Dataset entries
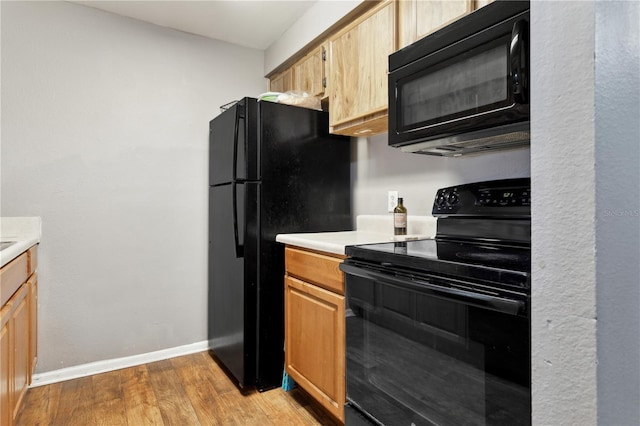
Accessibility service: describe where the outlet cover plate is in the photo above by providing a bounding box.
[388,191,398,213]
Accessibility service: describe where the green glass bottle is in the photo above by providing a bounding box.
[393,197,407,235]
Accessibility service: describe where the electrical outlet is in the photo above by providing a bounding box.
[388,191,398,213]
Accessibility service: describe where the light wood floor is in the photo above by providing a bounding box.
[16,350,339,426]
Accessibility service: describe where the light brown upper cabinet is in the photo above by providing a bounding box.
[269,45,326,98]
[327,0,396,137]
[269,68,294,93]
[294,45,327,98]
[398,0,473,48]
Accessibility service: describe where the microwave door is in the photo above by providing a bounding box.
[395,25,530,157]
[397,37,514,134]
[388,2,530,155]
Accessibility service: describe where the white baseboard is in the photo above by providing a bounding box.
[30,340,210,387]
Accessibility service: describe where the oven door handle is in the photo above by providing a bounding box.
[341,263,526,316]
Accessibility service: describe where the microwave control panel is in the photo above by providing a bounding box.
[432,178,531,217]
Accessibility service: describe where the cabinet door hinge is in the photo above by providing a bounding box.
[322,77,327,88]
[322,47,326,61]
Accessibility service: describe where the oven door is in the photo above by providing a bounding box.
[341,261,531,426]
[388,7,529,155]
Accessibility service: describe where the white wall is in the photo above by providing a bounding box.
[1,1,266,373]
[531,2,598,423]
[352,134,530,217]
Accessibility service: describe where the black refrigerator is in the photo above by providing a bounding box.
[208,97,351,391]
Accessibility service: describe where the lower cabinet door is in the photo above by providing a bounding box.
[285,275,345,422]
[11,284,29,422]
[28,274,38,379]
[1,305,11,426]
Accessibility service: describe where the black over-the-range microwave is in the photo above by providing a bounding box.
[388,0,530,156]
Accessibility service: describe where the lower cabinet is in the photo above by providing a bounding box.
[10,284,29,422]
[1,304,12,426]
[0,246,39,425]
[284,246,346,423]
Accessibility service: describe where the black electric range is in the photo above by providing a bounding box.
[341,178,532,426]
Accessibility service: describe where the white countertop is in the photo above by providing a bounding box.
[0,217,42,268]
[276,215,436,255]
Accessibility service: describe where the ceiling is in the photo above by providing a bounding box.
[70,1,318,50]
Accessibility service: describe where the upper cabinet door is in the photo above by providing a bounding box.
[327,0,396,137]
[269,68,294,93]
[398,0,473,49]
[294,45,326,98]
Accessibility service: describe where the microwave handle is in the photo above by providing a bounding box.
[510,19,528,103]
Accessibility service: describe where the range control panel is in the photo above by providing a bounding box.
[432,178,531,217]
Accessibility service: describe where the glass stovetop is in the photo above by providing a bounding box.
[345,238,531,290]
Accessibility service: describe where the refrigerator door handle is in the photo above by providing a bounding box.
[232,182,244,258]
[232,103,245,181]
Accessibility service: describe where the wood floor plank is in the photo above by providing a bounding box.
[50,376,95,425]
[91,369,127,425]
[15,382,60,426]
[219,387,275,426]
[120,364,164,426]
[257,387,317,425]
[147,358,201,425]
[181,353,274,426]
[171,352,230,425]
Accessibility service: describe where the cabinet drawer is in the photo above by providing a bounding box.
[285,247,345,294]
[1,253,28,307]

**Assigned task**
Could you print the data exactly as it appears and keep the pictures out?

**Your response**
Accessibility service: describe where the outlet cover plate is in the photo above by providing a bounding box.
[388,191,398,213]
Accessibility service: describe where the green glass bottle is in the photo above by providing a bounding box.
[393,197,407,235]
Accessibility service: describe where the electrical outlet is in the photo above by providing a bounding box.
[388,191,398,213]
Accessibility service: describe where the light wood floor is in the photo above by providing a bounding box.
[16,350,339,426]
Accessibility service: describe where the light brown upper cabinet is in the photo above by providing a bounding box.
[269,45,326,98]
[327,0,396,137]
[269,68,294,93]
[294,45,327,98]
[398,0,473,48]
Accessibility service: describe where the microwave door is in the photo above by providing a bounding box.
[395,25,530,157]
[397,37,514,134]
[388,2,530,155]
Accessibility service: describe where the white baseboard is in the photo above by providing a bounding box.
[30,340,210,387]
Accessibility service: describe where the oven door handle is in the photo above by providing a bounding box.
[341,263,526,316]
Accessibility service: describe where the microwave control panel is in the photo above by providing a bounding box.
[432,178,531,217]
Accessibility service: describe where the cabinet door hinge is in the photo above by providing a bounding box.
[322,77,327,88]
[322,47,326,61]
Accessibility service: describe where the oven door is in the photo above by providing a bounding box.
[341,261,531,426]
[388,7,529,155]
Accessibility service: describe where the white wall is in the photo above by providing a bounding box.
[1,1,266,373]
[531,2,598,423]
[352,134,530,217]
Accessibility service: describe where the black refrigerator is in the photo above by providing a bounding box.
[208,97,351,391]
Accessibility service: describe where the lower cabinet door is in the photo above by providing a bounding box.
[285,275,345,422]
[11,284,29,422]
[28,274,38,379]
[1,305,11,426]
Accessibility service: describe where the black over-the-range microwave is in the photo above by providing a bounding box.
[388,0,530,156]
Accessibility service: describe where the lower cabinet is in the photo above by providing a bounding box.
[10,284,29,422]
[1,304,12,426]
[0,246,39,425]
[284,246,346,423]
Accessibility service: describe where the black electric range is in the photo above by providing a bounding box.
[341,178,532,426]
Accessibility service: describe where the white countertop is in the photo above by providing a bounding box.
[0,217,42,268]
[276,215,436,255]
Accessibility service: describe where the ceiling is in the photo above by providing a bounding box.
[70,1,318,50]
Accessibility service: describe where the upper cabinet door is in the photo above by providing a bounding box.
[327,0,396,137]
[269,68,294,93]
[398,0,473,49]
[294,45,326,98]
Accessibility service: describe where the microwave handle is in the photo above by providing a bounding box.
[510,19,528,103]
Accessibility service: describe where the range control panel is in the photo above by providing a bounding box.
[432,178,531,217]
Accessibility service: describe where the glass stovetop is in the photo above by providing a bounding box.
[345,238,531,290]
Accessibility service: describe where the refrigerator door handle is in the photo above by providing a bounding box.
[232,182,244,258]
[232,103,245,181]
Accessibility service: describe where the wood floor plank is in the photo above by providing a bounding box.
[50,376,95,425]
[91,369,127,425]
[15,382,60,426]
[219,387,275,426]
[120,364,164,426]
[257,387,317,425]
[147,358,201,425]
[181,353,274,426]
[171,352,230,425]
Accessibility service: describe where the cabinet drawer is in the photo above by providing a bounding box.
[285,247,345,294]
[1,253,28,307]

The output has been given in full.